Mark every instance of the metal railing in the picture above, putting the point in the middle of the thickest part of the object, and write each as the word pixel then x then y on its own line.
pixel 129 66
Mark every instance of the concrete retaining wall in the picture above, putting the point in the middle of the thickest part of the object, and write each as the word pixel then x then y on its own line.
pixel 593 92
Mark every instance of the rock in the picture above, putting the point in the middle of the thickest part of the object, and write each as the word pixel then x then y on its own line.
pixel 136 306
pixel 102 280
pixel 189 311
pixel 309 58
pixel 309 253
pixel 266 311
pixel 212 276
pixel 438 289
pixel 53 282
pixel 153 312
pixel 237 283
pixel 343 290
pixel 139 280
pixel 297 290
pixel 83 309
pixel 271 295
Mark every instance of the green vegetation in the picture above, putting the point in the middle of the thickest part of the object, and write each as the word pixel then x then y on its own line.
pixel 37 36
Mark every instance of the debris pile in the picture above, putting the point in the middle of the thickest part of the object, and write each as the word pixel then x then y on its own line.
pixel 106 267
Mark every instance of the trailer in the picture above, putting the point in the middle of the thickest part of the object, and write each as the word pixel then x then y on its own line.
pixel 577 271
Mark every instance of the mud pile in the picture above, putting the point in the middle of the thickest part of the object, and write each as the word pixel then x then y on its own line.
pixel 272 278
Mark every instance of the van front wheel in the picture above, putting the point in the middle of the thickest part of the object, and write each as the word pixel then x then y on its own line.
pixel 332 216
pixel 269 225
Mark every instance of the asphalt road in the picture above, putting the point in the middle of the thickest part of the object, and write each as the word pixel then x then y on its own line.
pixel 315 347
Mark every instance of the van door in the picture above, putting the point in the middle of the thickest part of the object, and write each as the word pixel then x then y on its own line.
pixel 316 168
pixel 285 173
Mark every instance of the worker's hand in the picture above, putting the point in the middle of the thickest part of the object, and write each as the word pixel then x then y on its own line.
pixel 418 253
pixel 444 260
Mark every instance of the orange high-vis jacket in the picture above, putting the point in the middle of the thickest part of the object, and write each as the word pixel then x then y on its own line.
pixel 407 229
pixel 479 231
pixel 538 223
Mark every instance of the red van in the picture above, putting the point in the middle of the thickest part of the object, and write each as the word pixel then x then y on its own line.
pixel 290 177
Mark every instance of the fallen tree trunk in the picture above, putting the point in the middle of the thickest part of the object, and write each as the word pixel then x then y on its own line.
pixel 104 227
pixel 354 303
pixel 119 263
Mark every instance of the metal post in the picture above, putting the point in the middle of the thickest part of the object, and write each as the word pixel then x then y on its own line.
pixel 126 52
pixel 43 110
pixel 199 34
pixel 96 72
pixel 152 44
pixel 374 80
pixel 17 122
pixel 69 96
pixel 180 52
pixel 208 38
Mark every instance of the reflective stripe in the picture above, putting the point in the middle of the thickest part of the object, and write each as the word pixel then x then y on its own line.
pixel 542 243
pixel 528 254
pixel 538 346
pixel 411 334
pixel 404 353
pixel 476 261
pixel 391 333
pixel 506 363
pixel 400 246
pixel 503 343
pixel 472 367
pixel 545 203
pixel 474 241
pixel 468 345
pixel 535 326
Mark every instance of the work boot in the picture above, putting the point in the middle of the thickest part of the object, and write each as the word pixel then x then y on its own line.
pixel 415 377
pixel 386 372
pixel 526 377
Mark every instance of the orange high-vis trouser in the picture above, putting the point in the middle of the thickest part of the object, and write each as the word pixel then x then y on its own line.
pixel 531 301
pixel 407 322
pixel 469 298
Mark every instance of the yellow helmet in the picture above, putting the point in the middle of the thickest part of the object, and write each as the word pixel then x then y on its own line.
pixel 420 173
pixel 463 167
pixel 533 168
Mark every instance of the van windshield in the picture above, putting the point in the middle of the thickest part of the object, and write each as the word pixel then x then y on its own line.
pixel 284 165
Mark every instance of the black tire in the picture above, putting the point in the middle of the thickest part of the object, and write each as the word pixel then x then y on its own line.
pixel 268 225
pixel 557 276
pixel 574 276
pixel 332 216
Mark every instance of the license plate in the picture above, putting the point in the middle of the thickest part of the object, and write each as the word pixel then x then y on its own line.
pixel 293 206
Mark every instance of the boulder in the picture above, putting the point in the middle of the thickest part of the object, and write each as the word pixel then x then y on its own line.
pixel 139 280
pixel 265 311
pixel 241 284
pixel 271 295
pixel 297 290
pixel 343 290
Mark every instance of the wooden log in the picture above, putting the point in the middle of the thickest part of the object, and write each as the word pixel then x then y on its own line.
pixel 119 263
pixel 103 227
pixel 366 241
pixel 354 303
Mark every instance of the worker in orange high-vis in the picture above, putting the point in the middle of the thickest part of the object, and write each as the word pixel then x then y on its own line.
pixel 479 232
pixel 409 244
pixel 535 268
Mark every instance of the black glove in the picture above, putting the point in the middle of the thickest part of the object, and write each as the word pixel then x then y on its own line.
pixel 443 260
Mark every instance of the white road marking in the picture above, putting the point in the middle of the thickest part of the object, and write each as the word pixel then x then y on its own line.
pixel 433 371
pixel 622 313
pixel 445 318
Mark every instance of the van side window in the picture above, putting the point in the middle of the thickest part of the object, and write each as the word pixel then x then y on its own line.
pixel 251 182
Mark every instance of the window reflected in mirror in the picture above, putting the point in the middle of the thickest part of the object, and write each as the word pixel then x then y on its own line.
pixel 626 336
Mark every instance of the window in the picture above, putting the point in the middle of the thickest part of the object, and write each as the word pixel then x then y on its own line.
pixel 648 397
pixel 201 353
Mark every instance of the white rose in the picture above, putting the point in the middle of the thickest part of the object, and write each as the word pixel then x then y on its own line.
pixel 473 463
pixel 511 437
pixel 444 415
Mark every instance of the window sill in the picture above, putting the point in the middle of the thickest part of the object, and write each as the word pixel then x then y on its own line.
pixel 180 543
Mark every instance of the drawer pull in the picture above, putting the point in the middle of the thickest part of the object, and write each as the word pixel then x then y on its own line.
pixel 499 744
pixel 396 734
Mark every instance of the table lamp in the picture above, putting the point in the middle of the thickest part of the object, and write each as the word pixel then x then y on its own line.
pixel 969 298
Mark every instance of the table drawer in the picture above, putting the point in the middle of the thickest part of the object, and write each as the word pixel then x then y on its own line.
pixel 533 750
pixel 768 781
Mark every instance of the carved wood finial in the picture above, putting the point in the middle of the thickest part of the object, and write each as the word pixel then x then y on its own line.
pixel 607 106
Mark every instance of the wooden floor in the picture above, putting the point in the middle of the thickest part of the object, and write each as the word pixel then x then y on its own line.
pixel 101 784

**********

## What this task involves
Rewrite the material above from the line containing "Mark every instance of the green" up to and including the line containing "pixel 272 278". Leave the requests unchanged, scale every point coordinate in the answers by 0.4, round each result to a whole number with halves rounded up, and give only these lines.

## Completed task
Mark every instance of the green vegetation in the picture above, putting the point in the middle of the thickest part of the object, and write each as the word pixel then x then y on its own line.
pixel 15 14
Mark every instance of the debris pile in the picture above, putting the point in the middle of the thickest part of the object, and write each as the word pixel then x then y on its own line.
pixel 42 107
Mark every instance of the trailer in the picture above, putting the point in the middle of the thickest part of the object, and write each as the word pixel then x then y on its own line.
pixel 231 108
Mark every instance of the mud pile in the picture above, putting the point in the middle of the thickest part of the object, and write each as the word pixel then x then y on its own line.
pixel 109 111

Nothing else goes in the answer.